(TASK): Transcribe only the part of the listing below that begins at the line containing "the green foliage" and runs to its final line, keeping both ends.

(RECORDS FOR THIS EXERCISE):
---
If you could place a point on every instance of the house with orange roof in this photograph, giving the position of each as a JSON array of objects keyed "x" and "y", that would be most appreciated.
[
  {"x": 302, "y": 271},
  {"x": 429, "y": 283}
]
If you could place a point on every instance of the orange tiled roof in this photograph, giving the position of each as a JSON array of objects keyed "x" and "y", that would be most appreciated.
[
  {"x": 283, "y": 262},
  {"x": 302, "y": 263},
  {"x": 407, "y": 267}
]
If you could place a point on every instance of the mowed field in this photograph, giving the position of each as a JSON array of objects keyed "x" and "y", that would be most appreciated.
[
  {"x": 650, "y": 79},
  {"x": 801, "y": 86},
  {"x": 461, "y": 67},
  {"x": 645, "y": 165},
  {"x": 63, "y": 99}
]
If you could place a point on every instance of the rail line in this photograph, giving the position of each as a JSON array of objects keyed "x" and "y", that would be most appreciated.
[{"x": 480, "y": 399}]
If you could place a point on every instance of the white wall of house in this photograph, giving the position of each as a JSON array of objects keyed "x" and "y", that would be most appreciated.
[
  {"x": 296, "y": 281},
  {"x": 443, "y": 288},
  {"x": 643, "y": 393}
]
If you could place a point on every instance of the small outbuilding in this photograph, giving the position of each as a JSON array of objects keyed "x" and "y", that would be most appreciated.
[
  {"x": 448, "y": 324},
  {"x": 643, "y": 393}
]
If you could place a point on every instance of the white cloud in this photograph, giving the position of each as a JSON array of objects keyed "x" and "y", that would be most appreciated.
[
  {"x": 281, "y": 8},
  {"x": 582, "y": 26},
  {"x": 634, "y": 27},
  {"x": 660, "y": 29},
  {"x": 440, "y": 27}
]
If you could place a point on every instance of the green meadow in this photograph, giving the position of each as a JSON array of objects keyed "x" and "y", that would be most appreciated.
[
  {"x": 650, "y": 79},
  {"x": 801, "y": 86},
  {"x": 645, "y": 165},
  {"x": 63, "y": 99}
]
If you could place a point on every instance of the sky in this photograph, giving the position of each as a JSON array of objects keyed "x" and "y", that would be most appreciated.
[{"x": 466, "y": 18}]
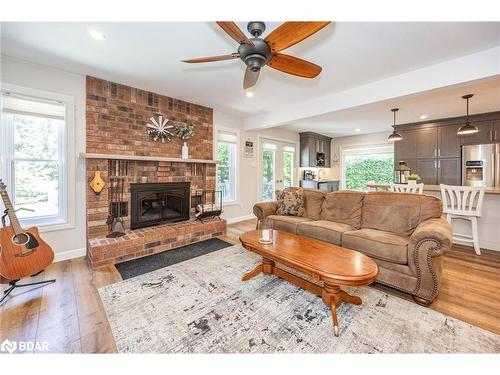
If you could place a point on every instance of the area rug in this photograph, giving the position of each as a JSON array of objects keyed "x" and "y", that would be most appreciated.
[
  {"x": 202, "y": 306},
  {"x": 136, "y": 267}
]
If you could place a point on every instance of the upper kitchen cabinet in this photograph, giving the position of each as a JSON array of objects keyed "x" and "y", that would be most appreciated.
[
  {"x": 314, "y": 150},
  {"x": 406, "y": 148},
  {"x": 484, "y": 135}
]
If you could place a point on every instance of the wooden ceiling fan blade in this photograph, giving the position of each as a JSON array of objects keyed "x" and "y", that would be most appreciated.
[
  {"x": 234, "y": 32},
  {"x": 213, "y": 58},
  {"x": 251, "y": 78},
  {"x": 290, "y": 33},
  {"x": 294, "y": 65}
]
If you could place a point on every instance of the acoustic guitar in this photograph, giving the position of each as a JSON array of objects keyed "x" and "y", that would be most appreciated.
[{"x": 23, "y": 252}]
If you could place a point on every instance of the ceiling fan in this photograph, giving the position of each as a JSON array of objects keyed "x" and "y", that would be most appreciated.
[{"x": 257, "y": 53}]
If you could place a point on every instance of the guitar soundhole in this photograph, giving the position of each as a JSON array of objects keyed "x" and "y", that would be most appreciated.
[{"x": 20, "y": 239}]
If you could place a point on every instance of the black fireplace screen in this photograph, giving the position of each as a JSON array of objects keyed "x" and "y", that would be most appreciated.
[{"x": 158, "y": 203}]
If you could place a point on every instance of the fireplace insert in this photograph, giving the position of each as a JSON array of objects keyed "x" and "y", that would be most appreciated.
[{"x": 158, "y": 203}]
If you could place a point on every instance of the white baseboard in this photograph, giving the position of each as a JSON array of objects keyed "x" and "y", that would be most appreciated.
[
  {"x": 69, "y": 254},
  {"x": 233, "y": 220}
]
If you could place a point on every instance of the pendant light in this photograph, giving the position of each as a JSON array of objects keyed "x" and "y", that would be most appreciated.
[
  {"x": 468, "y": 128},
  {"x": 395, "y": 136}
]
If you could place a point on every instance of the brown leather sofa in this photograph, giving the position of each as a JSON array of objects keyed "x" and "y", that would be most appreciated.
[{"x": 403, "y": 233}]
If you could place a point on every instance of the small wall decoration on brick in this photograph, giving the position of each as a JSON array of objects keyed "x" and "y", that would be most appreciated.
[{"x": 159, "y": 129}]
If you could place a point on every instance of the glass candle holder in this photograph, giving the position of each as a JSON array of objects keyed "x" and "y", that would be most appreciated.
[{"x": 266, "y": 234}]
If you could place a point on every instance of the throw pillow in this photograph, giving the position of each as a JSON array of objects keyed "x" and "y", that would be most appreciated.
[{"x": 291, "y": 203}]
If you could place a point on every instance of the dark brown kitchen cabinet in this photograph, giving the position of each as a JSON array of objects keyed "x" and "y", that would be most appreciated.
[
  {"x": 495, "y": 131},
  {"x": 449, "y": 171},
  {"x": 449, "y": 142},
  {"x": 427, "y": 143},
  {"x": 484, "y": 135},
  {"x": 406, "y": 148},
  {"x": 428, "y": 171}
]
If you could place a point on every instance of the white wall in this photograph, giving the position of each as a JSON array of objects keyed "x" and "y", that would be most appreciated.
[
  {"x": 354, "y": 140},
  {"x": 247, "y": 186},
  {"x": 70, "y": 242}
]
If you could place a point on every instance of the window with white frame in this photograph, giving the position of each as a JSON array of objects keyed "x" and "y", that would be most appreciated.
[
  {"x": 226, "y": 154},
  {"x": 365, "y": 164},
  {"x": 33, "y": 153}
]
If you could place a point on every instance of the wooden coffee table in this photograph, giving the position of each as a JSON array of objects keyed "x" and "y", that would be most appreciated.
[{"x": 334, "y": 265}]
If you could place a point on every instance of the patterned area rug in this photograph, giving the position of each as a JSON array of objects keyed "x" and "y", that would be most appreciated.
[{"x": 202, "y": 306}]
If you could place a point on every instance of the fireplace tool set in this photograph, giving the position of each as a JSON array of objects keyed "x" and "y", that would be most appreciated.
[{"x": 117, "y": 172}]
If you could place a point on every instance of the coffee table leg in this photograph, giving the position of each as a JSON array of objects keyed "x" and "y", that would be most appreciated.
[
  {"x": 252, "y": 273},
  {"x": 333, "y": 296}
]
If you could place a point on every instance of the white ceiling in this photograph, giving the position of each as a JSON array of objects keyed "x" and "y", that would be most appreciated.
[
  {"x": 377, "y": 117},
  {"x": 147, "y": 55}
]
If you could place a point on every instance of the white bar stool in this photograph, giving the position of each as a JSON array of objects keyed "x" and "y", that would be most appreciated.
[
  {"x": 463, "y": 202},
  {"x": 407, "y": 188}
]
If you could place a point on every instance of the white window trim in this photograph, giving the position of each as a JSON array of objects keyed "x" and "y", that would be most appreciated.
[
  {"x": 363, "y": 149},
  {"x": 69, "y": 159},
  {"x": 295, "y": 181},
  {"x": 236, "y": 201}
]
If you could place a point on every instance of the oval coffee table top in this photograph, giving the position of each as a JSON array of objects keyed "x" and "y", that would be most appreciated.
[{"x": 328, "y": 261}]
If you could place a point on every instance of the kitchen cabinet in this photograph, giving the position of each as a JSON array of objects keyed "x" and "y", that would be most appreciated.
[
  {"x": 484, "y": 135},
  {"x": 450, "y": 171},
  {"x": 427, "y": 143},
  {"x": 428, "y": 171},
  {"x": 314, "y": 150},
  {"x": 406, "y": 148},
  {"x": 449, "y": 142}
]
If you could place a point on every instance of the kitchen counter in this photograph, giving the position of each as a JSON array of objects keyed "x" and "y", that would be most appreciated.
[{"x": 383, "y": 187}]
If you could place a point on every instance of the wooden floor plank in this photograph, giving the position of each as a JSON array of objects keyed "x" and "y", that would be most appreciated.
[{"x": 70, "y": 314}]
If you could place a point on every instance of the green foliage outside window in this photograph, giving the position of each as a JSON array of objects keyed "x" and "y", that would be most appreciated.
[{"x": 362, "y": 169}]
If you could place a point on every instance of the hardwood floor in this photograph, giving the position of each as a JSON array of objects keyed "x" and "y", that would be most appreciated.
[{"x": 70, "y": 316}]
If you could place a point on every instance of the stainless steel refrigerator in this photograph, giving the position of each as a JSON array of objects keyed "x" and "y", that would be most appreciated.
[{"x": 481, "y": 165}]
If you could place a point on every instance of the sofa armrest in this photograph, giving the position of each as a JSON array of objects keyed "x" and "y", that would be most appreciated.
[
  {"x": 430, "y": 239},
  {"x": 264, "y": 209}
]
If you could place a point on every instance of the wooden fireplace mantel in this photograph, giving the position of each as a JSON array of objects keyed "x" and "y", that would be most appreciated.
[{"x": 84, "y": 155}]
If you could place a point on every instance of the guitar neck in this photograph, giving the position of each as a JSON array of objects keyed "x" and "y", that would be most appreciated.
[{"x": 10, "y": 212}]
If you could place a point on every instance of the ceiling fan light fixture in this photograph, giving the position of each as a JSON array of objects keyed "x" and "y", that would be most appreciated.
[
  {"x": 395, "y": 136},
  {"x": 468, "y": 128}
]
---
(EXERCISE ANSWER):
If you could place a point on every instance of the green foliage outside window in this photograph, giving the position of each as a JSON array of objects keyed "x" and "y", that would be most appreciated.
[{"x": 362, "y": 169}]
If you could place a point on every instance of the hardwood floor in this photograph, giving the position of each as a JSON array of objects keyed "x" and "y", that would be most appreciated.
[{"x": 70, "y": 316}]
If you could place a point on every instance of the stainless steel refrigerator in this photograph, giving the position of each as a JSON array of objects keyed "x" and "y", that would be most appreciated.
[{"x": 481, "y": 165}]
If you could place a point on every instance of the sofa armrest in this photograph, giving the position of each as a JSON array of objects keyed "x" and "y", that would be most appreciated.
[
  {"x": 430, "y": 239},
  {"x": 264, "y": 209}
]
If you could place a point on every instance of the wooden fireplace mantel in this photograph, giving the position of each as a JSON array of objects keyed "x" and "y", that would be most appreciated.
[{"x": 84, "y": 155}]
If you could place a point on every instance of the guitar neck in this photograph, giving the position of each as a JSON array of objects keyed "x" and "y", that would be most appreciated.
[{"x": 10, "y": 212}]
If you could place a point on every instance of the ceiling fan light fixture in this photograph, giving the position of each as a JSON array of objects keyed "x" and "y", that would be most appreciated.
[
  {"x": 395, "y": 136},
  {"x": 468, "y": 128}
]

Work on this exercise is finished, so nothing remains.